[Catatan anotasi batas]
+ + +

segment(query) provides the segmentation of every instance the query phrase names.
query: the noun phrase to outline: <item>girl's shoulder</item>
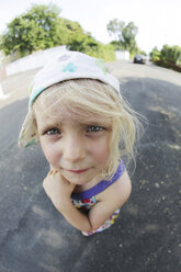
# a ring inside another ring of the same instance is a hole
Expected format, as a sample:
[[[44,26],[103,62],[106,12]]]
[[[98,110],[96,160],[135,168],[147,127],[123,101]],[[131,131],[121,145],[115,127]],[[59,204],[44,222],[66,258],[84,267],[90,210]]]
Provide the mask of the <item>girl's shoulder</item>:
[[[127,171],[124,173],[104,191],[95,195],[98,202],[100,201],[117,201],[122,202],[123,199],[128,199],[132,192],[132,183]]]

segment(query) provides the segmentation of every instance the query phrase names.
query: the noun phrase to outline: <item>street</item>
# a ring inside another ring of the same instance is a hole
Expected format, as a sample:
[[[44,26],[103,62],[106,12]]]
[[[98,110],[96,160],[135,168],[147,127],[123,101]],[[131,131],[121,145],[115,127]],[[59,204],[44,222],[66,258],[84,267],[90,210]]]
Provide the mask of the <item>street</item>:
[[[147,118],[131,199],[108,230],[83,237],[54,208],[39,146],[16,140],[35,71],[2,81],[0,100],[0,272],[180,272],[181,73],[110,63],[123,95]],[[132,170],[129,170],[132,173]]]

+ + +

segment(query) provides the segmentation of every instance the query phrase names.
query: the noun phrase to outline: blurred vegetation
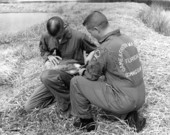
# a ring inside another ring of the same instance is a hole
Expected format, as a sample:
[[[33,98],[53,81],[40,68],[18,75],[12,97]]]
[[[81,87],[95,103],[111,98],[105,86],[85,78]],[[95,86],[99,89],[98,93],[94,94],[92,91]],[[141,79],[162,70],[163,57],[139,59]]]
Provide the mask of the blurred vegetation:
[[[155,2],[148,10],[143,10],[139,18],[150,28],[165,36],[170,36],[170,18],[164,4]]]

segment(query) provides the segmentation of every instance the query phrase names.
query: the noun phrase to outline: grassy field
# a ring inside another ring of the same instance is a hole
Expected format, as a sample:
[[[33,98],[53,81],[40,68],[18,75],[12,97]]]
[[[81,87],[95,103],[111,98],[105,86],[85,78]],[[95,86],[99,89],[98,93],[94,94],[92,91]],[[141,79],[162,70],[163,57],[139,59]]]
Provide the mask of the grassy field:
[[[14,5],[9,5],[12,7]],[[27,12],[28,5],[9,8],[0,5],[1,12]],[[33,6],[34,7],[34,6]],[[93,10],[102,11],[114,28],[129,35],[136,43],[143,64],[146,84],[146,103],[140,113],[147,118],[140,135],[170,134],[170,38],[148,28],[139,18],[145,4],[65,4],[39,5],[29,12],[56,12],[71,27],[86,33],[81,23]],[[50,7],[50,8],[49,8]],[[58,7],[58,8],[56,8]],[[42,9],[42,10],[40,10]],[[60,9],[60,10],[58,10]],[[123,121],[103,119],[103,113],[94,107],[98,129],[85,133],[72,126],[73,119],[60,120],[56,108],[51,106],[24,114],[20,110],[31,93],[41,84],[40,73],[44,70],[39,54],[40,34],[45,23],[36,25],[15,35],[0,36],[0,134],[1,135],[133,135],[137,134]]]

+ + +

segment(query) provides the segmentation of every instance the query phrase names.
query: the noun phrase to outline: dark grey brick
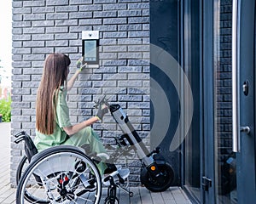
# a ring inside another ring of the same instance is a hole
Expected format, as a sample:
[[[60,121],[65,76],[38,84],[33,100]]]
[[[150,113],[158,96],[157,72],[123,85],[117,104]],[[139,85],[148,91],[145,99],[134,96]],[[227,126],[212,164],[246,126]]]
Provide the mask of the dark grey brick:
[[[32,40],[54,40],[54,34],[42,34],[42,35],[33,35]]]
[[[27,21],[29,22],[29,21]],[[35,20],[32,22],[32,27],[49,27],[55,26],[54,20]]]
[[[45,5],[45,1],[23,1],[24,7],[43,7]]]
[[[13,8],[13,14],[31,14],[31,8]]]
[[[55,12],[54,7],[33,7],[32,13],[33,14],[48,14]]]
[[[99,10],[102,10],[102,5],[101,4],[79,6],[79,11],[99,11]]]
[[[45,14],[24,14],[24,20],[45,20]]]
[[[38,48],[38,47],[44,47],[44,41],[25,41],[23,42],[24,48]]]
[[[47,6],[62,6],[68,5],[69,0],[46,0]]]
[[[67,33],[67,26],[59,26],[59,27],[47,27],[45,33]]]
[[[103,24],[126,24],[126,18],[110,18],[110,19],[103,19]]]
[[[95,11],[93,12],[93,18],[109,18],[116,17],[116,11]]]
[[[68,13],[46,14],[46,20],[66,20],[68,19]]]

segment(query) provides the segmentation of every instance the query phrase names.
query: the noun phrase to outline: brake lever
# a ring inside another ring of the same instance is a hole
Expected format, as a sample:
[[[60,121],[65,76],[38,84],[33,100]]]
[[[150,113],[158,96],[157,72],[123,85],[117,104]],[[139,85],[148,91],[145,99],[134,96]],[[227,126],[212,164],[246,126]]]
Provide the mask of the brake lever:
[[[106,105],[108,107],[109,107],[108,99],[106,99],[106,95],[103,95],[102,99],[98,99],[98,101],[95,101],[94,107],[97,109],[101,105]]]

+ + +

Tantangan ▸ Laporkan semua baris dalam catatan di atas yang mengandung kata "brake", dengan menyalin setiap baris tersebut secara utuh.

Jawaban yang diharapkan ▸
query: the noun phrase to outline: brake lever
Provide the mask of the brake lever:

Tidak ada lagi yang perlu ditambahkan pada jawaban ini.